[Records from a dataset]
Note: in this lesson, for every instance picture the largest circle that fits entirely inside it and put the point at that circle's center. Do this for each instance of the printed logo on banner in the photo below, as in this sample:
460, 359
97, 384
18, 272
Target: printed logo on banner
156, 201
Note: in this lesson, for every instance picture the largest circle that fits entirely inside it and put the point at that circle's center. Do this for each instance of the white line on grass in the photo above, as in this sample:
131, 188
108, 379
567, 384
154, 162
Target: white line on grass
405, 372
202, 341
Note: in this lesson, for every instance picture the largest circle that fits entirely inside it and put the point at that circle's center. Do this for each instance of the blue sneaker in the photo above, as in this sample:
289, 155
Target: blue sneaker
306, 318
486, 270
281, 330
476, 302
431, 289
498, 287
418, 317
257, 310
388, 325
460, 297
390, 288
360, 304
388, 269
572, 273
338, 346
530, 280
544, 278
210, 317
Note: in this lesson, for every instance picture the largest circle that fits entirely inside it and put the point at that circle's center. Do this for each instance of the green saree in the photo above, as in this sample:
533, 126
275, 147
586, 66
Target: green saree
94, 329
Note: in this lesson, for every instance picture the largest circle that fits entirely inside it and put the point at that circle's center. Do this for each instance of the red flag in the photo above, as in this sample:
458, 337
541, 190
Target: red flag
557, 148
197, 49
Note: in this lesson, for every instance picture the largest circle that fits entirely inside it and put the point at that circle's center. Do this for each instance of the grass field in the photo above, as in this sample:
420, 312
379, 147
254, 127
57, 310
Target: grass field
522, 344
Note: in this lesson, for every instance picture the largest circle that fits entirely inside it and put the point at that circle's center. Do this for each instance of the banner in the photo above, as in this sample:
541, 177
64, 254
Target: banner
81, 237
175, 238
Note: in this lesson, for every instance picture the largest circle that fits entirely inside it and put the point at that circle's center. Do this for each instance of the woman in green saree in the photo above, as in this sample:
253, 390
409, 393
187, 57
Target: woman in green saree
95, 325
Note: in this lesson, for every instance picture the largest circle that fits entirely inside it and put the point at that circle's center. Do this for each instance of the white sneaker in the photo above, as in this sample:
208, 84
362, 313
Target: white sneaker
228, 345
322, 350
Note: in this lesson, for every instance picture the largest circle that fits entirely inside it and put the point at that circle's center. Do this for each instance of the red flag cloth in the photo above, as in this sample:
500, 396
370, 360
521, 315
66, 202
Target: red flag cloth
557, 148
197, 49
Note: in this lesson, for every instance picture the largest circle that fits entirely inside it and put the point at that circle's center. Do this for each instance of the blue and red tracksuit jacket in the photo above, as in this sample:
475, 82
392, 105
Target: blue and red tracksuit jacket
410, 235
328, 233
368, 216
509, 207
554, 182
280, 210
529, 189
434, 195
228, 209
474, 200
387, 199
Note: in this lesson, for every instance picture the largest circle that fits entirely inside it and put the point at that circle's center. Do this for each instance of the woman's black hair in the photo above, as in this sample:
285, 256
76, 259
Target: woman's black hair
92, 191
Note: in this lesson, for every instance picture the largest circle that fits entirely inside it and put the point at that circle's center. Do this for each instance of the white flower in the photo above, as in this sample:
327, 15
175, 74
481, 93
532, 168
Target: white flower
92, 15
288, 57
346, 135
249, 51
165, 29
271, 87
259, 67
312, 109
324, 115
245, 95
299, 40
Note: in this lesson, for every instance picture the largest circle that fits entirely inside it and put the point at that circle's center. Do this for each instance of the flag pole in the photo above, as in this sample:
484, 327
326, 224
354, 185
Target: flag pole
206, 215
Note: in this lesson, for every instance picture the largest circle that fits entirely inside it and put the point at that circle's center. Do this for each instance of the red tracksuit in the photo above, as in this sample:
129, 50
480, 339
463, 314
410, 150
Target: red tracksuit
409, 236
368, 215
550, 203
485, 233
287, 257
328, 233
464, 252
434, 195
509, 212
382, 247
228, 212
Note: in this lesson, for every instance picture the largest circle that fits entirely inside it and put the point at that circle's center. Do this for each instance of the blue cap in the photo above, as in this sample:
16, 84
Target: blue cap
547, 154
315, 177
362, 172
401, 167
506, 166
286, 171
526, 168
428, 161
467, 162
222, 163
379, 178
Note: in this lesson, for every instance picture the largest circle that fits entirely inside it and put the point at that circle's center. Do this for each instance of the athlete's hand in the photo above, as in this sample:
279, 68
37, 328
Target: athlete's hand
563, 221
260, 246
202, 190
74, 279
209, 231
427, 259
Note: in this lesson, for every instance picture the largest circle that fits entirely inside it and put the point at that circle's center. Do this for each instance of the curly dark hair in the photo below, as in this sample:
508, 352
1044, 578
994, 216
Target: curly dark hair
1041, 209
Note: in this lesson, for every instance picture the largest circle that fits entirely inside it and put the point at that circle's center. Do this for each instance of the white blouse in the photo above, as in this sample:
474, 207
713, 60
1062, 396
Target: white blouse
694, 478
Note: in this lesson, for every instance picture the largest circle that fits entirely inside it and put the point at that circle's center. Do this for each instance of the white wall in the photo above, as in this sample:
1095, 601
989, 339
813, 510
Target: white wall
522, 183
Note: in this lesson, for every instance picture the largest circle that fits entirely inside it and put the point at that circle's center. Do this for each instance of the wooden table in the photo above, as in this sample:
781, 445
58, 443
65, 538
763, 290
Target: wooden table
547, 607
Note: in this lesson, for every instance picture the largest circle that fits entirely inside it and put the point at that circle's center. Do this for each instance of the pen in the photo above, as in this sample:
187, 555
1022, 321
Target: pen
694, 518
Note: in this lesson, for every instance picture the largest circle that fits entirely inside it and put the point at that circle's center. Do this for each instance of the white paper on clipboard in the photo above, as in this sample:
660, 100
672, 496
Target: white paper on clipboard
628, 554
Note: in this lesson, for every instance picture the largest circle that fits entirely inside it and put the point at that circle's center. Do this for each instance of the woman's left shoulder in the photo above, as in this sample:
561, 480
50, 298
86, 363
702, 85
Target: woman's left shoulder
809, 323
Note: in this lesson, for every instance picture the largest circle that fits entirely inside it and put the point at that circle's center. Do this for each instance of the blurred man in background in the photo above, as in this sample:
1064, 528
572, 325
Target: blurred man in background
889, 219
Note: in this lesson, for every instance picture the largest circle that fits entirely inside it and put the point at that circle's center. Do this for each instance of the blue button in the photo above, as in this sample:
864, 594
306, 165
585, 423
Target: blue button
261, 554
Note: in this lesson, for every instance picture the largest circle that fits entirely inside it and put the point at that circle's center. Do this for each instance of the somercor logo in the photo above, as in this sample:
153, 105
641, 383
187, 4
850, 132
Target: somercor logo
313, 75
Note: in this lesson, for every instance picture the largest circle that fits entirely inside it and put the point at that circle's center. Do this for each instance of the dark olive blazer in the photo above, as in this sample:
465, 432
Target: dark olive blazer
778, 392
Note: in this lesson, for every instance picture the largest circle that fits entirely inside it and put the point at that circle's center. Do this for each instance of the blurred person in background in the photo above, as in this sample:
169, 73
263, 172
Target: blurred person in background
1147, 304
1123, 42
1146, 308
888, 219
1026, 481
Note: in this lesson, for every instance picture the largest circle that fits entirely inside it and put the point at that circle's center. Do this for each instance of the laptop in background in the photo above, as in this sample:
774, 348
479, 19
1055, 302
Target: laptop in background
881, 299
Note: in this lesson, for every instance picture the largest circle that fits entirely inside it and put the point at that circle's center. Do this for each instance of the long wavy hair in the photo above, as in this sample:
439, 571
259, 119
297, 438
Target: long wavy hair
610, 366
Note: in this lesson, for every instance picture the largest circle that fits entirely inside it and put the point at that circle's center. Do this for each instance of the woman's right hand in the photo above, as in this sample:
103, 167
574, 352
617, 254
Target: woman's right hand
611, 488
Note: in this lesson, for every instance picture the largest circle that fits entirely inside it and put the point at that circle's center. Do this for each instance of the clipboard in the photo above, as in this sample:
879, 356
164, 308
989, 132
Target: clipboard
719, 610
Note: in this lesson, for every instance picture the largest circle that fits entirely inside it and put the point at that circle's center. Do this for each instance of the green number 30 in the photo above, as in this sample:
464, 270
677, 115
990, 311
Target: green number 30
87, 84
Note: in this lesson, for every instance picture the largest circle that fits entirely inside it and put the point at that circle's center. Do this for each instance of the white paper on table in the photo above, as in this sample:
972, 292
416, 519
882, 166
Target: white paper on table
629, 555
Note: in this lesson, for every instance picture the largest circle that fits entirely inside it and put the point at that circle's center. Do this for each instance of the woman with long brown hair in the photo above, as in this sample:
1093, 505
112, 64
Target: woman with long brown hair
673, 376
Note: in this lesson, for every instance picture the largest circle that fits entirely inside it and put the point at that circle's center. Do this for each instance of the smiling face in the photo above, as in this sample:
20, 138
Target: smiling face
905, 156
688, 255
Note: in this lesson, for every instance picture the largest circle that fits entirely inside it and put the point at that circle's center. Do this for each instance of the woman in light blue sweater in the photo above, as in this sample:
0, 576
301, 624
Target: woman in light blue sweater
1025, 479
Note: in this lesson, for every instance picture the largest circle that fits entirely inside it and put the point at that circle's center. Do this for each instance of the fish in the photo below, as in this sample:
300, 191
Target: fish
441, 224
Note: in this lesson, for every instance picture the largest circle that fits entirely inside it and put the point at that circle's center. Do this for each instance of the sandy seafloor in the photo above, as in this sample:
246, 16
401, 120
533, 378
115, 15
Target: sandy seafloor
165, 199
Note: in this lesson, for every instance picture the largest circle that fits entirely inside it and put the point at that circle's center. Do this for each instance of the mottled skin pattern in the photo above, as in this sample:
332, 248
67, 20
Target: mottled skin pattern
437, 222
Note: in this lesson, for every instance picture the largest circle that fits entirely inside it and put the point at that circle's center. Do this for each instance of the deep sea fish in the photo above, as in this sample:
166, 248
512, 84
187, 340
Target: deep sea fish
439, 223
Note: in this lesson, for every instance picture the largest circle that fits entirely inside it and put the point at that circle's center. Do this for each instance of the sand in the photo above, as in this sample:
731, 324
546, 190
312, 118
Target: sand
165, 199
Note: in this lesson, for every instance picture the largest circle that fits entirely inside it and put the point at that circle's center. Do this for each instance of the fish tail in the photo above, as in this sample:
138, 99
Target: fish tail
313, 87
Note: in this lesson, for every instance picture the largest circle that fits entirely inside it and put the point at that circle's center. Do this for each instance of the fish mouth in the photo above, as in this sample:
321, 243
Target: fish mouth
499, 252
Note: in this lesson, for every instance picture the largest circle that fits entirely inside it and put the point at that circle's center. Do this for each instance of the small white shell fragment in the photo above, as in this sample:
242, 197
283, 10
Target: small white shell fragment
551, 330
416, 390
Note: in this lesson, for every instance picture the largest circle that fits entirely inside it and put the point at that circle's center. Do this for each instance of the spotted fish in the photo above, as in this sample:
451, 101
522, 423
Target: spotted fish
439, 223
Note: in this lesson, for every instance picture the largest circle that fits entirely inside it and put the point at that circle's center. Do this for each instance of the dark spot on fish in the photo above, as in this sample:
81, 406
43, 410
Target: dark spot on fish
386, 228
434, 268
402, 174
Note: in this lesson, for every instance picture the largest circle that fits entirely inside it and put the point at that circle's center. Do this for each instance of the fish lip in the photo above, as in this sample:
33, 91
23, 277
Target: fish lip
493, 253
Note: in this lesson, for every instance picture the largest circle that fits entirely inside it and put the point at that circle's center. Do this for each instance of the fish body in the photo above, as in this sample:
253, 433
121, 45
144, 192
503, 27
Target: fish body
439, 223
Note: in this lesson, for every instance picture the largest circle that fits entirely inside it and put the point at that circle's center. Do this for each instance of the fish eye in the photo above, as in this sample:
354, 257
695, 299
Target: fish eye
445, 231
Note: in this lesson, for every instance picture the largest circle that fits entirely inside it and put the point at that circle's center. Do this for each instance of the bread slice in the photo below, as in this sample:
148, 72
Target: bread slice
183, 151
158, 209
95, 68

**What you need to do**
Starting with the line that contains "of the small", output every line through the end of the listing above, unchanged.

**Response**
Note: in this lesson, for every instance picture the largest circle that fits entirely inside it and put the point at that circle's center. Do this for each instance of the small white shell fragment in the photo above, as in this sample:
242, 197
283, 10
Target: small white shell fragment
551, 330
416, 390
Note: in this lesson, for every instance picture the largest circle that fits entirely inside it and put the point at that circle's center. Do this for each instance of the spotted fish in the photo above, as in this sample:
451, 101
522, 423
Target: spotted fish
439, 223
Note: in this lesson, for every instance picture the largest circle that fits entirely inside it and put the point at that circle's center. Do this for each instance of the dark spot on fish in the photo above, as in this sample:
81, 406
43, 410
Target: dark spot on fish
386, 228
434, 268
402, 174
Note: in this lesson, for every instance picture the largest circle that fits entirely inside it and put the point at that circle's center. Do this for each instance of the fish lip in the photo above, as in this sample:
33, 91
23, 277
Target: fish lip
493, 253
Note: in this lesson, for every instance picture the largest circle that fits entirely inside it and put the point at that circle's center. Do this for each instance of the fish body in the photo above, as in this sample:
253, 433
121, 45
144, 192
503, 27
Target: fish body
439, 223
Note: in this lesson, for every instance picture the largest circle that fits entirely inside it and put the point at that circle's center. Do this for each instance of the fish eye in the photo above, as in this sample:
354, 257
695, 299
Target: fish eye
445, 231
Note: in this lesson, for every instance picture the largest circle that fits entirely inside it and put the point at that circle's center. Do this for each instance of the bread slice in the photo below, as in this sample:
148, 72
Target: bread slice
183, 151
158, 209
95, 68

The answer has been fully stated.